=== PROVIDED RECORDS ===
——

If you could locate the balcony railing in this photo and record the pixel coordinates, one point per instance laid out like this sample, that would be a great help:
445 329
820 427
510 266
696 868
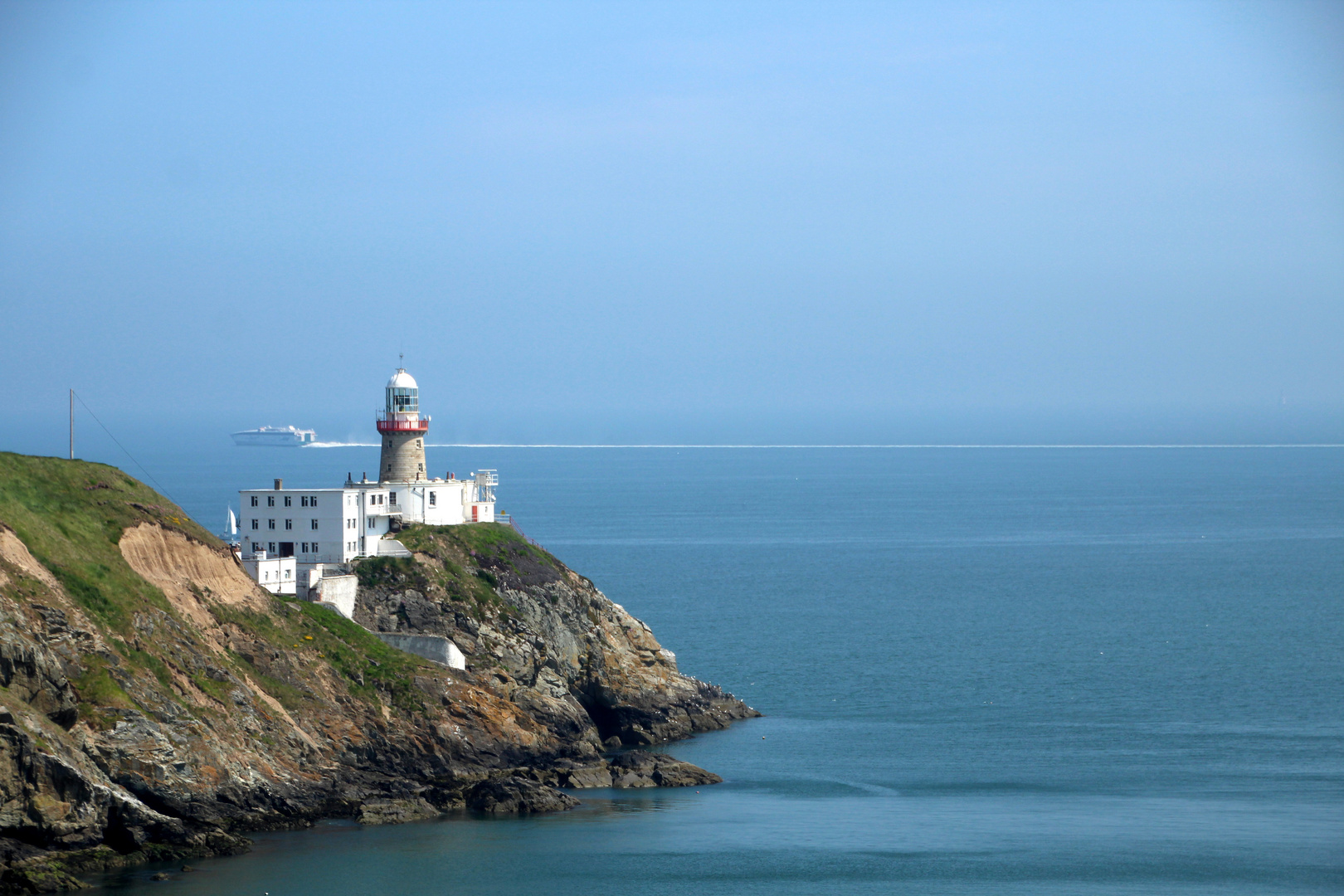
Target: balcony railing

——

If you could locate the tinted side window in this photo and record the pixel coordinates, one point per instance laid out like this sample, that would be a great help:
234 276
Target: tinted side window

——

=== TASK PROMPT ===
Your reply should hold nothing but the lines above, from the one containing "If you could locate the balcony" to the one containing "Target: balcony railing", reproduced exactly minus the pictures.

=== EXPECTED ANSWER ===
If you could locate the balcony railing in this photo and record the pixel coordinates, one point per instance laid out like this sample, that would be a great help:
445 329
820 427
510 266
696 868
Target: balcony railing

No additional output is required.